Stored dataset items:
***

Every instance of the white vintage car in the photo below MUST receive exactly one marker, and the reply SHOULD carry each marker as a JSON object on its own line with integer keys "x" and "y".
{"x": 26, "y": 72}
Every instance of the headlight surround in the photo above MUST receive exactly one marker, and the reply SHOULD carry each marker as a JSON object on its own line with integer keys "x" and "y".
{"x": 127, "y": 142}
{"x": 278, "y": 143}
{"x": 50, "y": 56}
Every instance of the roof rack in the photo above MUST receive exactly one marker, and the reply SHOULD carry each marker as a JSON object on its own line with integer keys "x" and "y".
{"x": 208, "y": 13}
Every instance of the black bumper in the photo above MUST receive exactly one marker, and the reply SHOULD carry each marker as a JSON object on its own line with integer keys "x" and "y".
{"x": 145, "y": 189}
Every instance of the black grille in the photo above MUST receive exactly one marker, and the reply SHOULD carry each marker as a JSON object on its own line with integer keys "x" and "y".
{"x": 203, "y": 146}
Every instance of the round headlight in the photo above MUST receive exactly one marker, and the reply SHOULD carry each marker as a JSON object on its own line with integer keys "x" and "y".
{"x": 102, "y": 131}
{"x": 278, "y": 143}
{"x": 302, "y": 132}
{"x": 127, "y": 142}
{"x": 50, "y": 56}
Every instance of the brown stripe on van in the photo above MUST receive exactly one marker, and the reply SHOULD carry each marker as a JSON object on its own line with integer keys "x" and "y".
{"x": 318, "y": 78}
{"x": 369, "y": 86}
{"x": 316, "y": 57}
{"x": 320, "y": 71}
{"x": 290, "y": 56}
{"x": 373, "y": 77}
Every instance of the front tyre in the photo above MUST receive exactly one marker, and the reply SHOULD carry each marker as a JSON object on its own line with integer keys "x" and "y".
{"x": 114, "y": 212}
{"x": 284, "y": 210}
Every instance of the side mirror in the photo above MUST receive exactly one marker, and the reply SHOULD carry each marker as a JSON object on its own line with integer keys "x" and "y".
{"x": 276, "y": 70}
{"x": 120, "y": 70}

***

# [EXERCISE INSTRUCTIONS]
After locating the line containing "Every instance of the round", write out that line and all remaining lines of the records exactly, with nothing added.

# [SOLUTION TO THIS EXERCISE]
Every instance of the round headlight in the photo above MUST receive exactly one marker, and the reply SHOULD carry each marker as a JSON object on its own line with integer keys "x" and "y".
{"x": 102, "y": 131}
{"x": 278, "y": 143}
{"x": 302, "y": 132}
{"x": 127, "y": 142}
{"x": 50, "y": 56}
Every instance of the brown stripe on van in the photo above MUST receive exactly one marker, and the reply SHOULD carry each marker as a JSON object on its own line with integer keys "x" and "y".
{"x": 318, "y": 78}
{"x": 369, "y": 86}
{"x": 316, "y": 57}
{"x": 320, "y": 71}
{"x": 290, "y": 56}
{"x": 373, "y": 77}
Every instance of the front tyre in the photo above MUST receive exactly one marker, and the reply SHOULD carry each marker as a JSON object on its own line with integer keys "x" and "y".
{"x": 114, "y": 212}
{"x": 284, "y": 210}
Every instance of the side mirror in the photo above MUST receive exactly one marker, and the reply SHOULD carry each marker as a JSON object on its own line with integer keys "x" and "y".
{"x": 276, "y": 70}
{"x": 120, "y": 70}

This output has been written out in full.